### WHAT IS REQUIRED
Every record below should be printed exactly as it appears.

### Stored items from a collection
— Begin —

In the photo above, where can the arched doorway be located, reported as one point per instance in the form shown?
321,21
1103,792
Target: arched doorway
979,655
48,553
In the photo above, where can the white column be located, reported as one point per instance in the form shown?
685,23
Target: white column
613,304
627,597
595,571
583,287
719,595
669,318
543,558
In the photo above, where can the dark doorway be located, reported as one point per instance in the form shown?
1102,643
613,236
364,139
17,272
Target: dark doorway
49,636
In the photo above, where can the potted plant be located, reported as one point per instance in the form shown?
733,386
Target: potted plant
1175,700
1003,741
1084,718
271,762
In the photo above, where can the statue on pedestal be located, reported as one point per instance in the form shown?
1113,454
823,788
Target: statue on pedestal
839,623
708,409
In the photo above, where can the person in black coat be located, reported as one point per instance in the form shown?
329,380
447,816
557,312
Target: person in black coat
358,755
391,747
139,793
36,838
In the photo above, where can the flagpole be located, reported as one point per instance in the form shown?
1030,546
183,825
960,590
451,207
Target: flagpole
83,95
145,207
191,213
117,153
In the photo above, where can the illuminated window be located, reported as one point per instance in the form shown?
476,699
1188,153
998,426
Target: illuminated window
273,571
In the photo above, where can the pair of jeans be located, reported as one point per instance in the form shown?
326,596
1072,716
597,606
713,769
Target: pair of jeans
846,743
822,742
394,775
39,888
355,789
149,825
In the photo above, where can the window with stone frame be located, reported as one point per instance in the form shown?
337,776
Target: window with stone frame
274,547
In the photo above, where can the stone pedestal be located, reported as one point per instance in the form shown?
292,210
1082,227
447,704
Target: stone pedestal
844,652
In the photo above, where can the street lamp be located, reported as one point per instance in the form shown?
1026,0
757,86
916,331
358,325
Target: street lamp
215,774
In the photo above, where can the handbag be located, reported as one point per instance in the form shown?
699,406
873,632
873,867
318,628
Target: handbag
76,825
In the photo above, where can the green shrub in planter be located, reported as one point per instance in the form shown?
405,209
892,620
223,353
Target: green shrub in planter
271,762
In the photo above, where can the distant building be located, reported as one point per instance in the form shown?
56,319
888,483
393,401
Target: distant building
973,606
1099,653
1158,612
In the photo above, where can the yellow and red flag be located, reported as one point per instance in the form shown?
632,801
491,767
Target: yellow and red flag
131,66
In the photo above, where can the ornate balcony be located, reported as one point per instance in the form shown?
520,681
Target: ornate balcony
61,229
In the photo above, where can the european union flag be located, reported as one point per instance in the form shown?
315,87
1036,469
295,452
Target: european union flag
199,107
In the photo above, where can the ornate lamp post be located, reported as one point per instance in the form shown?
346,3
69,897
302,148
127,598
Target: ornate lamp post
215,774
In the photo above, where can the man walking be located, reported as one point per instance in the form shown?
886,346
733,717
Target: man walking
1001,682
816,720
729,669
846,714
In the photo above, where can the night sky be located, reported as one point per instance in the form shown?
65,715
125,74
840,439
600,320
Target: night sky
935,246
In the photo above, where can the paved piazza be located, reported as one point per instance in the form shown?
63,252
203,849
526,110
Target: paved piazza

— End —

### TASK RESPONSE
In the photo above, where can the arched doorway be located, reported as one point per instance in the form shown?
321,21
1103,792
Target: arched doorway
979,655
48,553
In the photo above, where can the white column be located, reported as one point per instance in the form shown?
685,23
Target: white column
613,304
627,597
595,571
583,287
719,595
669,318
543,558
In the photo above, where can the dark doorway be located, reported as one point per instance in the form shown?
1102,643
613,236
364,139
17,272
Target: dark doorway
49,636
In the photo above, where can the potted plant be located, reported as one point per instance in the form shown?
733,386
Target: potted plant
1175,700
1003,741
1084,718
271,762
In the photo above, where can the statue on pedestal be located, reported as one point per instance in the form shown?
1113,454
823,788
Target: statue on pedestal
839,623
708,409
In the photo above, where can the person in black coat be located, reported as one point per instance in the form shown?
329,380
447,816
557,312
Target: person in black coat
358,755
391,747
139,793
36,838
In the photo above, where can the flagpole be located, reported as one point per instance in the form shown?
1030,546
183,825
960,590
451,207
Target: flagpole
83,95
145,207
191,213
117,153
In the photo above, where can the illuminated window be located, reported as one point per instance in the form shown?
476,699
1188,153
998,426
Target: illuminated window
273,571
In the photo above, where can the pair of jeans be located, reported as one point per instance in the form shown?
326,596
1072,716
597,606
713,769
Target: pair of jeans
846,743
822,742
394,775
39,888
355,789
149,825
In the photo above, where can the window with stone frame be located, reported as one point per instance in the form shown?
337,776
Target: window with stone frame
274,547
In the photo above, where can the stone pedestal be located, reported as one point per instance in the form shown?
292,210
1082,227
447,704
Target: stone pedestal
844,652
In the photo above, where can the street lamp be located, reported as one point per instance in the form shown?
1026,0
757,86
916,331
358,325
Target: street lamp
215,774
In the photo above, where can the handbag be located, reported as one point per instance in the form shown?
699,406
873,632
873,867
318,628
Target: handbag
76,825
In the photo above, where can the green shrub in planter be located, reported as one point per instance in the form shown?
405,209
892,620
223,353
Target: green shrub in planter
271,762
In the photo above, where can the distant building be located, reported as one point per instance in the form shown?
56,319
888,483
393,401
Target: distant building
973,606
1099,653
1158,612
In the photo above, where can the yellow and red flag be located, reported as one point per instance in the form shown?
632,801
491,767
Target: yellow and red flag
131,66
In the photo above, where can the ornate balcony be located, reported as one point per instance in the form shown?
520,681
Target: ornate balcony
61,229
In the photo above, where can the european union flag be located, reported as one point per instance in the form shown?
315,87
1036,469
295,452
Target: european union flag
199,107
In the photo above, where can the ornate lamp post be located, reported as one point per instance in the form shown?
346,3
69,897
302,148
127,598
Target: ornate lamp post
215,774
In the photo above, where can the man walking be located, reported as one point per instance in the form shown?
886,346
733,717
Target: man walking
1001,682
816,720
729,669
846,714
In the photo above, where can the night sky be located, reported as one point per instance in the form shown?
65,715
125,74
840,439
600,320
Target: night sky
935,246
In the photo above, where can the paved piazza be located, reported as one point per instance in the form shown?
63,252
203,849
526,110
Target: paved piazza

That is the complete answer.